Please repeat each of the lines below word for word, leaving out the pictures.

**Raw records:**
+++

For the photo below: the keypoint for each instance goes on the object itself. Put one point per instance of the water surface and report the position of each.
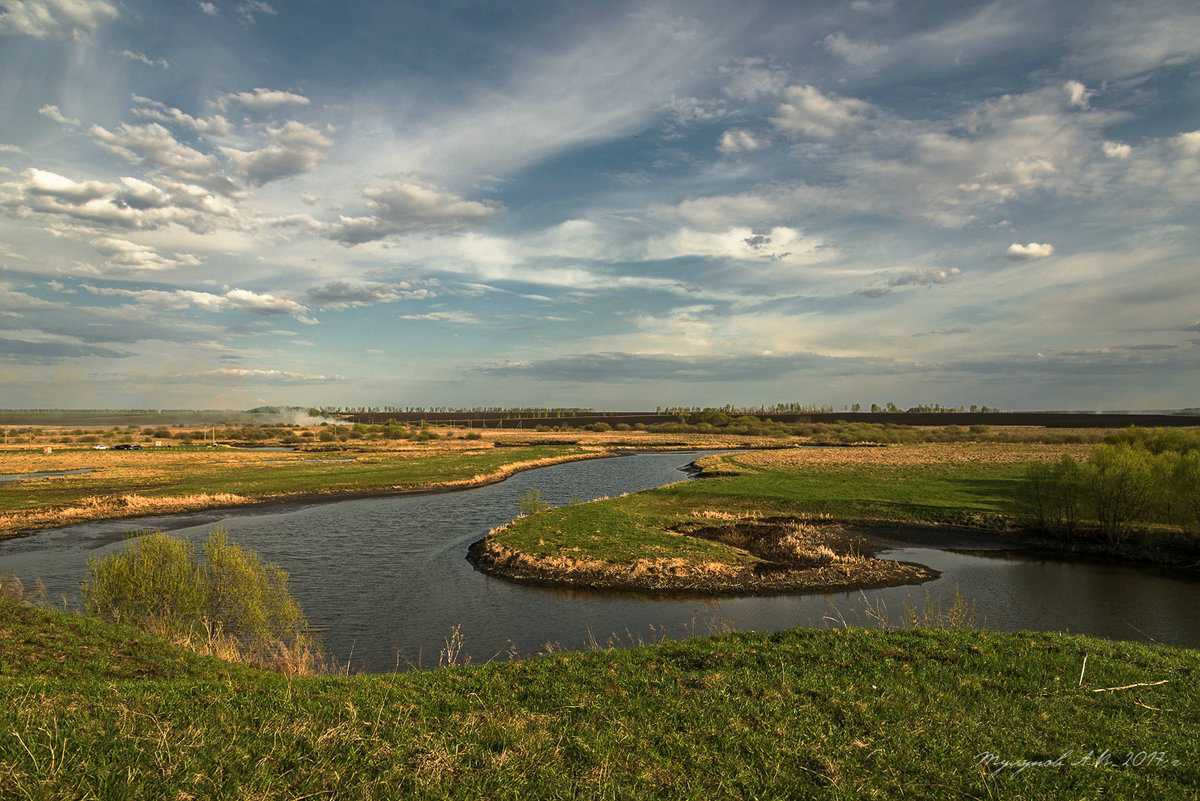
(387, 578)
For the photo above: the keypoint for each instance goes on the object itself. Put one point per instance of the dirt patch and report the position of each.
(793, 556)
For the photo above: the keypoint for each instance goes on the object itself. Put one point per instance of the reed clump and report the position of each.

+++

**Result below:**
For the photo below: the keypoint for each instance goes on the object itself. Put one point per instance of the water surface and report the position of each.
(387, 578)
For the photo above: the keypoint for each instance goes on the object itself. Put one point per instance of the dirt patch and report the position of each.
(793, 556)
For the photo above: the keypoint for each instance goes on the object itself. Put one point per instance of the reed clump and report the position of each.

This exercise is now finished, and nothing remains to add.